In the forum thread below, condense the paragraph that starts "You have not deployed the props.conf" into a short bulleted list that keeps its main facts.

- Page
☆ ☆ ☆

Process of Indexed Extraction Configuration

mrstrozy · ‎03-05-2019

Hi All!

I'm currently running into a very weird situation with a Splunk instance I inherited. I setup the props.conf through the UI on my dev instance by indexing a small number of events and then using the UI to parse through the data, creating the props.conf. I should mention that my dev instance is a single host.

I then transferred the props.conf to our test environment which consists of 1 forwarder, 2 indexers (in a "fake" cluster since less than 3 indexers), 1 master, and 3 search heads in a search head cluster. Just like my dev instance, the test instance worked properly as the fields were showing up successfully when searching on a search head.

Finally, I transferred this same props.conf to the prod instance which consists of 3 forwarders, 4 indexers in an index cluster, 1 master and 5 search heads in a search head cluster. In this environment, none of the fields get properly extracted like they were in the test/dev instances but the events are still being parsed correctly as JSON. The current fields back I'm getting are these:

I've exhausted everything I know about how the configuration/field extraction is determined and I still can't figure it out. I'm sure there's something I'm missing, and given that it's an instance that I've inherited I figured I'd post something here to see what this wonderful community could come up with. Here is a snippet from my props.conf which is pretty much how most of the sourcetypes are configured:

This props.conf lives only on the indexers (as far as I know) and I didn't find any other props.conf files on the search heads (in $SPLUNK_HOME/etc/system/local).

Any help is greatly appreciated.

Thanks!

woodcock · ‎03-05-2019

You have not deployed the props.conf configurations to the correct place. Unlike every other indexing-related configuration which should be deployed on the first full-instance of Splunk that receives it (either the HF or Indexer tier), the INDEXED_EXTRACTIONS configuration must be deployed to the forwarder, the server which possesses the files and and has the inputs.conf that is set to pull in the json. So send it to your forwarder tier, and restart all splunk instances there and it will work when you forward new data in.

mrstrozy · ‎03-06-2019

Also I've tried this and it did not fix my issue.

kundeng · ‎04-24-2020

Did you fix this issue? Does HEC support explicit indexed_extractions of CSV or JSON files when it is set to raw mode?

mrstrozy · ‎03-06-2019

I should've mentioned that we are using the HEC on the forwarders to transfer the data to the indexers. Does that change anything about what you suggested? I'm also still confused about how the configuration works in the test environment without the props.conf on the forwarder.

woodcock · ‎03-06-2019

If you are using HEC, then you are not using INDEXED_EXTRACTIONS. Which is it?

mrstrozy · ‎03-06-2019

Correct me if I'm wrong but I'm not sure why both have to be separate? I was under the impression it went like this:

host -- (through HEC) --> Forwarders ----> Indexers

How would this effect the extractions at all?

woodcock · ‎03-06-2019

That is an insane configuration. Typically HEC runs directly on the Indexers. If this is really your architecture, you need a reboot.

☆ ☆ ☆

- Given entries
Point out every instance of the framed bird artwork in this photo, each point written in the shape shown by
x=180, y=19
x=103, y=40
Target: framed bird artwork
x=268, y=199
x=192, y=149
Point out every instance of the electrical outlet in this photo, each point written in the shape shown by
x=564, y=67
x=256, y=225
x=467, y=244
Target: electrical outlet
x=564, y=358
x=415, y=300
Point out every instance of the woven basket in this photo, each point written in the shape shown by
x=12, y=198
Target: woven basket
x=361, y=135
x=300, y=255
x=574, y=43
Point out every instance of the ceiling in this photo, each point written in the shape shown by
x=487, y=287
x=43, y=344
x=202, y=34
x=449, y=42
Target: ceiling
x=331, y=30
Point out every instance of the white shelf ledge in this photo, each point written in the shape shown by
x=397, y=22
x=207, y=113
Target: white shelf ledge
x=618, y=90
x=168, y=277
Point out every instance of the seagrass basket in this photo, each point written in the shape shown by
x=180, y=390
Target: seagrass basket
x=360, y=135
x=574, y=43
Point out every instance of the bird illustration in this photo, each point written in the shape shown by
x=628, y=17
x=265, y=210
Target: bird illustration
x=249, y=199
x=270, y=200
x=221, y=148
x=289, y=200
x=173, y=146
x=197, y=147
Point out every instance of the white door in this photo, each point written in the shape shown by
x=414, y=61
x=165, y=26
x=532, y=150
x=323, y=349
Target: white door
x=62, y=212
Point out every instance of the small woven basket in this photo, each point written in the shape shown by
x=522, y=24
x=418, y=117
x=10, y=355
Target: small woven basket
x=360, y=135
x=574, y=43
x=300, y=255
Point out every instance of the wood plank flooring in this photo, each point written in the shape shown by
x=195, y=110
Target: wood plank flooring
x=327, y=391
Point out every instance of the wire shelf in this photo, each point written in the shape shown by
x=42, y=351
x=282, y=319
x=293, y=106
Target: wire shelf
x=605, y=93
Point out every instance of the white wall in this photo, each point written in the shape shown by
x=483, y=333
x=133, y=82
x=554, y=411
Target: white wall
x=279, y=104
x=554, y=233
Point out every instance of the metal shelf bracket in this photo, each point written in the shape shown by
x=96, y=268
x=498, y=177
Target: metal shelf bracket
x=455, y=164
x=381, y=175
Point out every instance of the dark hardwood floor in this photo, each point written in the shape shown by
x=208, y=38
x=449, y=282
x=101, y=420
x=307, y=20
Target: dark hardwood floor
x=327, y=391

☆ ☆ ☆

- Result for this exercise
- The props.conf configurations are deployed in the wrong place.
- Most indexing-related configuration belongs on the first full Splunk instance that receives the data (the HF or Indexer tier).
- INDEXED_EXTRACTIONS is the exception. It must go on the forwarder, which is the server that holds the files and has the inputs.conf set to pull in the JSON.
- Send it to the forwarder tier and restart all Splunk instances there. It will then work for newly forwarded data.